--- start Task material ---

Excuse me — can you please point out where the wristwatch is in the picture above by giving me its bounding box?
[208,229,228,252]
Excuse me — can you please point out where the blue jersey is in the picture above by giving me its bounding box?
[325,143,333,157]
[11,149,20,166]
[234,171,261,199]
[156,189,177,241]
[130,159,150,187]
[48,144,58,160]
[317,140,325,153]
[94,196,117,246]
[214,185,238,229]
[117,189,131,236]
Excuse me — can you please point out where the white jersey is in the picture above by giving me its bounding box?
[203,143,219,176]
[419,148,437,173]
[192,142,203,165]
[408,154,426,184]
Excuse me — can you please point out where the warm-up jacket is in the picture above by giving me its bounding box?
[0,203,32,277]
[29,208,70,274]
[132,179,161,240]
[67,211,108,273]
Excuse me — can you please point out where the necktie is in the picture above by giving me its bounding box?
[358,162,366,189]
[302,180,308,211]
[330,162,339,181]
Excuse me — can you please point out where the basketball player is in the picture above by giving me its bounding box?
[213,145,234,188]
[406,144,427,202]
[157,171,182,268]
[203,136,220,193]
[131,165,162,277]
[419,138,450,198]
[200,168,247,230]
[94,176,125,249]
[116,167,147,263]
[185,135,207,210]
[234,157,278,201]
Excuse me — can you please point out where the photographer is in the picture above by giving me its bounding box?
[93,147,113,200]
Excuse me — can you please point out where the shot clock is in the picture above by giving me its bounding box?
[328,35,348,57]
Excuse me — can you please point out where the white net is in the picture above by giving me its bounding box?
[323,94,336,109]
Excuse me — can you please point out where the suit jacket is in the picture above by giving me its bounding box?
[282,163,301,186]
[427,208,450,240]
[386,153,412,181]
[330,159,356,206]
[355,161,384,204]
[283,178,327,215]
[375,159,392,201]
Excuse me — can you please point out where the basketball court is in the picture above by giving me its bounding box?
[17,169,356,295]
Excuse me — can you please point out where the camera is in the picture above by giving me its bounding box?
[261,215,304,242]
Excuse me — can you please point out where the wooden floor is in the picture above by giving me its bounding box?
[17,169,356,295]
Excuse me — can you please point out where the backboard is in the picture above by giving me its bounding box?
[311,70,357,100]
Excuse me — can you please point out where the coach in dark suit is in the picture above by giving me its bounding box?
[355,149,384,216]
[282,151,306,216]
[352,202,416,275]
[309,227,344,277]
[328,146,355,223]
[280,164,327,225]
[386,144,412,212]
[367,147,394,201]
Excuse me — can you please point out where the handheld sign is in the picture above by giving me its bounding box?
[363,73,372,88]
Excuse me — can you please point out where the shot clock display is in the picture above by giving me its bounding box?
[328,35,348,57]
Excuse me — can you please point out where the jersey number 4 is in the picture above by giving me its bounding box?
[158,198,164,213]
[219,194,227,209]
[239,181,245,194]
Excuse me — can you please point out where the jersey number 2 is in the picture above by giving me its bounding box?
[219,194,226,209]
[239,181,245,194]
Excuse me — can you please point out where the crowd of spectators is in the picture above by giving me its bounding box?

--- end Task material ---

Print each of the entries above word for word, in their original order.

Excuse me — can you please point out where the wristwatch is in the picture above by giving me its bounding box?
[208,229,228,252]
Excuse me — can you please point out where the blue jersey is in the picture above by giving me its bounding box?
[325,143,333,157]
[11,149,20,166]
[234,171,261,199]
[156,189,177,241]
[130,159,150,187]
[48,144,58,160]
[317,140,325,153]
[94,196,117,246]
[214,185,238,229]
[117,189,131,236]
Excuse me — can you please point out where the white jersey is in the picture above by giving me its bounding box?
[203,143,219,176]
[419,148,437,173]
[192,142,203,165]
[408,154,426,184]
Excuse me — can you please point out where the warm-up jacket is in the picture above by giving me its bounding box?
[0,203,32,277]
[29,208,70,274]
[132,179,161,240]
[67,211,108,273]
Excuse me — can you please point out where the necktie is in the picture above by giving me its bounding box?
[358,162,366,189]
[302,180,308,211]
[330,162,339,181]
Excuse me — can you please point out where the basketball player is in the picture above by giving me its bounding box?
[213,145,234,188]
[406,144,427,202]
[157,171,182,268]
[203,136,220,193]
[131,165,162,277]
[419,138,450,198]
[200,168,247,230]
[94,176,125,249]
[116,167,147,263]
[185,135,207,210]
[234,157,278,201]
Excuse me — can you please point out where the photographer is in the picture above by giving me its bounding box?
[93,147,113,200]
Excuse me — can you please point out where the shot clock is in the picture above by giving me its bounding box?
[328,35,348,57]
Excuse me — can you please point out where the white net is in the picture above by giving me its bounding box?
[323,94,336,109]
Excuse me — can you please point out where the suit jacket is in the picture above by giving me its bounding box?
[282,163,301,186]
[427,208,450,240]
[386,153,412,181]
[330,159,356,206]
[355,161,384,204]
[283,178,327,215]
[375,159,392,201]
Excuse me — can you please point out where the basketball court is in the picture above by giving me its bounding box?
[17,169,356,295]
Excuse me — can you please point out where the camera is in the picture above by giving me its bounding box?
[261,215,304,242]
Excuse me — can you please point out where the wooden floor is in the picture above by giving me its bounding box?
[17,169,356,295]
Excuse me — can you please point out where the backboard is in the picture above by giving me its bounding box?
[311,70,357,100]
Excuse me — can you please point out where the coach in dark suit is in the picture above by giving me its bounding box?
[355,149,384,216]
[282,151,306,216]
[352,202,416,275]
[309,227,344,277]
[328,146,355,223]
[280,164,327,225]
[386,144,412,212]
[367,147,394,201]
Excuse me — can you please point out where the handheld sign is in the picture above by giving me its bounding box?
[363,73,372,88]
Excuse me — can you please point out where the shot clock display is in the picture above by giving me its bounding box?
[328,35,348,57]
Excuse me — can you please point out where the jersey number 4 is in the picture above by giving me its bounding box?
[158,198,164,213]
[219,194,227,209]
[239,181,245,194]
Excuse me — can you please point out where the jersey number 2 is in the picture above by giving me its bounding box?
[219,194,226,209]
[239,181,245,194]
Excuse me — can you please point out where the crowd of spectators is in the picture above by giving me its bounding box?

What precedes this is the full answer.